Saved entries
↓

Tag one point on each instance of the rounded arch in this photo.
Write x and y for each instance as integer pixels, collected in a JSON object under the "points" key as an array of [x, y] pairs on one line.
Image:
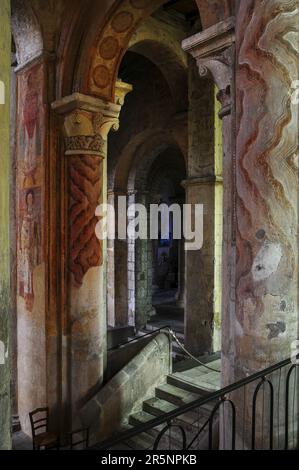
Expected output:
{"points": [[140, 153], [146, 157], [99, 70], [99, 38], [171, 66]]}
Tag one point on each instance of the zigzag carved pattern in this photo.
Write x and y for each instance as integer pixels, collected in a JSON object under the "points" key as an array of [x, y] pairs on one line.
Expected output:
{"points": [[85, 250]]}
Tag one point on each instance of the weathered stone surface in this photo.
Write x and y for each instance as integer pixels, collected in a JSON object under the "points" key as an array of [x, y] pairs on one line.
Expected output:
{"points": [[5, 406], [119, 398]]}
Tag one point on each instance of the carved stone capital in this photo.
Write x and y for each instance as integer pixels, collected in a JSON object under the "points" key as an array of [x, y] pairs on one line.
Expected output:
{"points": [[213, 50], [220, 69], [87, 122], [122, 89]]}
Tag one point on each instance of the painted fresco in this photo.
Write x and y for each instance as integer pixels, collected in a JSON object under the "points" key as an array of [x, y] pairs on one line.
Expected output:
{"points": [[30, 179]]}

↑
↓

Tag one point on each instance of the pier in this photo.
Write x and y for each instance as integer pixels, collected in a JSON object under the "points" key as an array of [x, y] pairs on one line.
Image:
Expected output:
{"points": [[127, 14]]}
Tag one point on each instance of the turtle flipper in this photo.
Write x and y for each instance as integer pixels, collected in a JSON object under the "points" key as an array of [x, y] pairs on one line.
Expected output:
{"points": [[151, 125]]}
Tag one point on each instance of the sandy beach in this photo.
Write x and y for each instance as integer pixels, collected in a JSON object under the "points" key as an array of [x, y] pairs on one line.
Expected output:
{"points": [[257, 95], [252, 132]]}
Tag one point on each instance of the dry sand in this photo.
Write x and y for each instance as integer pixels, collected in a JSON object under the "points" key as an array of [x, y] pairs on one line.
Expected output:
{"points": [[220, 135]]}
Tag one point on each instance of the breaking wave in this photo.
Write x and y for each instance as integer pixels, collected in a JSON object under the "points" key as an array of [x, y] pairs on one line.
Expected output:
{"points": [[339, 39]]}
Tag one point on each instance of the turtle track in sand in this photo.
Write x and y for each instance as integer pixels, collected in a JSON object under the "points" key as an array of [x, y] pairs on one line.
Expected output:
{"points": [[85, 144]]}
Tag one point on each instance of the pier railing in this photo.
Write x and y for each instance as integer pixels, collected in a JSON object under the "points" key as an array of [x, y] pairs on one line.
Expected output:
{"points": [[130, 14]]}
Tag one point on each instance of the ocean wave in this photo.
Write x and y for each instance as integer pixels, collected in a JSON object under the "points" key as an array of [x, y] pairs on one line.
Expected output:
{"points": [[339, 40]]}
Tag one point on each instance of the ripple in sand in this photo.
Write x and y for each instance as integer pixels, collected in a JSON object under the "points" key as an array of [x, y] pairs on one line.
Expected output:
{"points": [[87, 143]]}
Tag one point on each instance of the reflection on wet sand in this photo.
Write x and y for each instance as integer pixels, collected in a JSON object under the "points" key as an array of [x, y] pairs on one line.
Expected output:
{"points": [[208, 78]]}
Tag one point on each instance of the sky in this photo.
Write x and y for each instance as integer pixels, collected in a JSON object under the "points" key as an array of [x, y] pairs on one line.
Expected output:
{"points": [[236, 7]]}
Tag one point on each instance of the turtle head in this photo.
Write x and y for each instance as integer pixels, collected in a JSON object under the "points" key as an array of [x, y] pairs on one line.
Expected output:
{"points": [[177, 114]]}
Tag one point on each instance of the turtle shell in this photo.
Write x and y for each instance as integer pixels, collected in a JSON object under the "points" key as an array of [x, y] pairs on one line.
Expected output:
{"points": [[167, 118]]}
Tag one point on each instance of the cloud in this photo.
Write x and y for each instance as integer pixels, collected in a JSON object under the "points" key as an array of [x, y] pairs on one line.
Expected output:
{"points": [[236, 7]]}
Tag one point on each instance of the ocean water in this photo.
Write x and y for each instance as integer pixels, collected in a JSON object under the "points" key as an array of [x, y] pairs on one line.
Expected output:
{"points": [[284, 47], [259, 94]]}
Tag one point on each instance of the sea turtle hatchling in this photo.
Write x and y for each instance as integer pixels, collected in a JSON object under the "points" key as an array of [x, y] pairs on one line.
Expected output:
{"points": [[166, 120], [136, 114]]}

↑
↓

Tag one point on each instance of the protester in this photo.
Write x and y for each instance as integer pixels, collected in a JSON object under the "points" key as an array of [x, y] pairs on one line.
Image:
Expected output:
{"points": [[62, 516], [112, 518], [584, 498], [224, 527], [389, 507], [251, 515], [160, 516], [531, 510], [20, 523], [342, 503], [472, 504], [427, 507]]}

↑

INSTRUCTIONS TO FOLLOW: In the data above, which lines lie between the line with "Tag one point on each instance of the turtle flipper" and the line with "Tag one point on each instance of the sandy", inclusive? Print those lines exactly and nothing else.

RESULT OF THIS TASK:
Tag one point on each instance of the turtle flipper in this photo.
Write x and y for each instance as integer pixels, collected in a JSON object under the "points" key as an array of [x, y] pairs on one line.
Expected output:
{"points": [[151, 125]]}
Tag one point on each instance of the sandy beach in this photo.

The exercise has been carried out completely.